— Start Entries supplied —
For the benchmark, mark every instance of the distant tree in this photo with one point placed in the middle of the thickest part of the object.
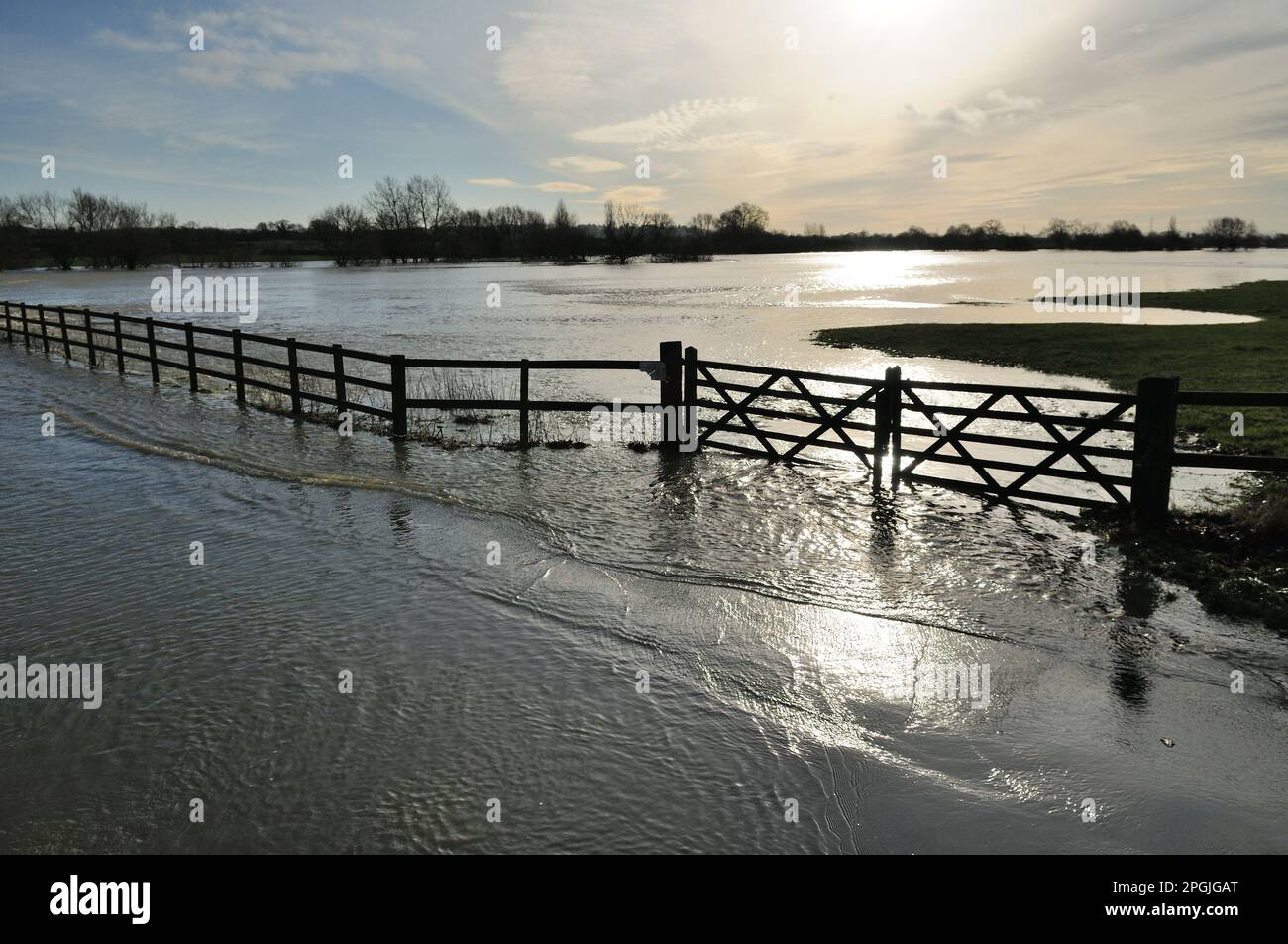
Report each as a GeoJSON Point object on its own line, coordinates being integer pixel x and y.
{"type": "Point", "coordinates": [743, 220]}
{"type": "Point", "coordinates": [430, 207]}
{"type": "Point", "coordinates": [1059, 232]}
{"type": "Point", "coordinates": [1125, 236]}
{"type": "Point", "coordinates": [703, 223]}
{"type": "Point", "coordinates": [565, 240]}
{"type": "Point", "coordinates": [343, 231]}
{"type": "Point", "coordinates": [1227, 232]}
{"type": "Point", "coordinates": [623, 226]}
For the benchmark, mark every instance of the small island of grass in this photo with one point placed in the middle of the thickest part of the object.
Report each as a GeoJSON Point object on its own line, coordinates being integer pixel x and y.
{"type": "Point", "coordinates": [1236, 558]}
{"type": "Point", "coordinates": [1249, 356]}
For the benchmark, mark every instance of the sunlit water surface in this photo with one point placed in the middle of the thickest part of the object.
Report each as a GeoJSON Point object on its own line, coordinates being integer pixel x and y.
{"type": "Point", "coordinates": [772, 608]}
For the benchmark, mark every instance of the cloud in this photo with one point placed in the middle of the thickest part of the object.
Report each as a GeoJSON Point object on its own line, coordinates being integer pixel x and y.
{"type": "Point", "coordinates": [133, 44]}
{"type": "Point", "coordinates": [548, 187]}
{"type": "Point", "coordinates": [997, 106]}
{"type": "Point", "coordinates": [585, 163]}
{"type": "Point", "coordinates": [563, 187]}
{"type": "Point", "coordinates": [636, 194]}
{"type": "Point", "coordinates": [675, 128]}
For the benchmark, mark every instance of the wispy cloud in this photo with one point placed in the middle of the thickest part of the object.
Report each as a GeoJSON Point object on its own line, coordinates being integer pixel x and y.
{"type": "Point", "coordinates": [677, 128]}
{"type": "Point", "coordinates": [585, 163]}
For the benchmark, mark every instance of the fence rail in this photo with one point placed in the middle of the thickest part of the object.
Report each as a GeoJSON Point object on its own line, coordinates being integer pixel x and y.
{"type": "Point", "coordinates": [776, 412]}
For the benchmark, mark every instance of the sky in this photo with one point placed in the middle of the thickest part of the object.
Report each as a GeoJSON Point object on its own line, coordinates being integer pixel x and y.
{"type": "Point", "coordinates": [820, 111]}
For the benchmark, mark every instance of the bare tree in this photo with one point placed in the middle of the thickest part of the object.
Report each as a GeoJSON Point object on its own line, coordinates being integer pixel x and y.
{"type": "Point", "coordinates": [1227, 232]}
{"type": "Point", "coordinates": [343, 230]}
{"type": "Point", "coordinates": [430, 206]}
{"type": "Point", "coordinates": [623, 224]}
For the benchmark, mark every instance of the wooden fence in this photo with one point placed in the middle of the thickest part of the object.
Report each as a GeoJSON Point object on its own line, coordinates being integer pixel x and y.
— End Entries supplied —
### The request
Could you render everything from the line containing "For the benchmark, mark every instance of the wooden" down to the end of the records as a JSON list of strings, one string per line, with blank lines left out?

### Full output
[
  "For the benchmark, mark every instance of the wooden fence in this photo with one point placed in the middle of the thickest part of the object.",
  "Report each as a GeoJSON Point object on its own line, coordinates being integer pixel x and y."
]